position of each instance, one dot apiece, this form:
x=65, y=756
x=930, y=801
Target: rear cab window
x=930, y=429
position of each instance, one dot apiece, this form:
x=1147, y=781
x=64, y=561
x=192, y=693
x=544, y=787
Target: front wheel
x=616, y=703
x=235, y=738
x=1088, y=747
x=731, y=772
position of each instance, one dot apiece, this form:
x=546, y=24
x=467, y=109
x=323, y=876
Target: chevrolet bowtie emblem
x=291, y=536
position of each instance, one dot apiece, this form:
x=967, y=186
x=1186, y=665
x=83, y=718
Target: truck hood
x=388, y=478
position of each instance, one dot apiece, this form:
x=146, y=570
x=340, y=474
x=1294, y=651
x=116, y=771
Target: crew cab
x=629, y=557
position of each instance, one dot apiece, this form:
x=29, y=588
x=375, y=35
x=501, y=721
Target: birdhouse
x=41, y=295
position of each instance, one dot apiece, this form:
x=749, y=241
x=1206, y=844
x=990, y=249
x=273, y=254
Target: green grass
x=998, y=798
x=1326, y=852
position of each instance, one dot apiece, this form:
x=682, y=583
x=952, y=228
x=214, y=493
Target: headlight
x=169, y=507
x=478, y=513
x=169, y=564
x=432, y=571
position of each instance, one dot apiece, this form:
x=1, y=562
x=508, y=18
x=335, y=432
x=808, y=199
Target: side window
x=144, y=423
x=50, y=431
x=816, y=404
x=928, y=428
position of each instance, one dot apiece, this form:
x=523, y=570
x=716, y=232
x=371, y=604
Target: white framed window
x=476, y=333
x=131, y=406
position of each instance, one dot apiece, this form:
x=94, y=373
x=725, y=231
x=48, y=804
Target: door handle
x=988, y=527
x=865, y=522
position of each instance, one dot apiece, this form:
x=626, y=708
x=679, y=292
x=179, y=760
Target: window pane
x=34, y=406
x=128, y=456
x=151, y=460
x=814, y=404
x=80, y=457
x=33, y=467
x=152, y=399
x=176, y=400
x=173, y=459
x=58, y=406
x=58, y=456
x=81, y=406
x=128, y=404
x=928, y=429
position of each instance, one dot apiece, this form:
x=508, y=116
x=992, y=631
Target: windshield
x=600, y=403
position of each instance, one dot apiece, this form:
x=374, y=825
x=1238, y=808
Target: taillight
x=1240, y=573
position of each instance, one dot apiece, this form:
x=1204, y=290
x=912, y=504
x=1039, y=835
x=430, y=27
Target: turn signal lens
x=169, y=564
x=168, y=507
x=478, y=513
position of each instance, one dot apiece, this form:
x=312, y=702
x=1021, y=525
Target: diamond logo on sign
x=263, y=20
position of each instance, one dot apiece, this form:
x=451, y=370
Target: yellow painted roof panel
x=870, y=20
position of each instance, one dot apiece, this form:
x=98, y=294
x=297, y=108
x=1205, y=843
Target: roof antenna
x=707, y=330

▶ [Brief]: What you should produce is an exact copy of the records above.

▶ [Reply to the task]:
position of each instance, one dot apiece, this form:
x=65, y=756
x=930, y=801
Target: rear cab window
x=930, y=429
position of each instance, one dot apiece, this form:
x=1147, y=781
x=64, y=561
x=192, y=693
x=544, y=787
Target: front wheel
x=616, y=703
x=235, y=738
x=1088, y=747
x=731, y=772
position of each instance, one dot apiece, this form:
x=546, y=24
x=467, y=109
x=323, y=876
Target: chevrolet bowtie emblem
x=291, y=536
position of each instance, one dot apiece, this form:
x=967, y=186
x=1186, y=665
x=83, y=718
Target: truck hood
x=388, y=478
position of each instance, one dot apiece, this form:
x=146, y=570
x=340, y=474
x=1294, y=651
x=116, y=771
Target: crew cab
x=629, y=557
position of each instance, one dot apiece, this form:
x=29, y=588
x=375, y=35
x=501, y=721
Target: birdhouse
x=41, y=295
position of each instance, one dot apiece, this form:
x=749, y=241
x=1206, y=844
x=990, y=249
x=273, y=254
Target: green grass
x=998, y=798
x=1326, y=852
position of each instance, one dot apiece, this form:
x=682, y=583
x=952, y=228
x=214, y=493
Target: headlight
x=169, y=507
x=478, y=513
x=169, y=564
x=432, y=571
position of each instance, one dot apiece, this form:
x=1, y=562
x=508, y=18
x=335, y=432
x=808, y=199
Target: side window
x=144, y=423
x=50, y=431
x=816, y=404
x=928, y=428
position of each instance, one dot apiece, this form:
x=523, y=570
x=716, y=232
x=371, y=604
Target: white framed window
x=476, y=333
x=131, y=406
position of each instance, one dot apiece, this form:
x=94, y=373
x=725, y=231
x=48, y=804
Target: door handle
x=988, y=527
x=865, y=522
position of each instance, one dot apiece, this form:
x=626, y=708
x=679, y=292
x=179, y=760
Target: window pane
x=34, y=406
x=128, y=456
x=151, y=460
x=814, y=404
x=80, y=457
x=33, y=467
x=152, y=399
x=176, y=400
x=173, y=459
x=58, y=406
x=58, y=456
x=81, y=406
x=128, y=404
x=928, y=429
position of each instance, one dot apiece, this form:
x=508, y=116
x=992, y=631
Target: windshield
x=600, y=403
position of each instance, one dot apiece, this form:
x=374, y=825
x=1238, y=808
Target: taillight
x=1240, y=573
position of each instance, one dot apiece, this form:
x=1204, y=290
x=912, y=504
x=1039, y=835
x=430, y=27
Target: turn signal lens
x=169, y=564
x=168, y=507
x=478, y=513
position of each instance, one dot apiece, this form:
x=312, y=702
x=1021, y=525
Target: diamond logo on sign
x=263, y=20
position of each instance, one dot apiece, this form:
x=451, y=370
Target: yellow painted roof panel
x=870, y=20
position of each instance, one dot apiece, this form:
x=98, y=294
x=297, y=108
x=1205, y=843
Target: roof antenna
x=707, y=330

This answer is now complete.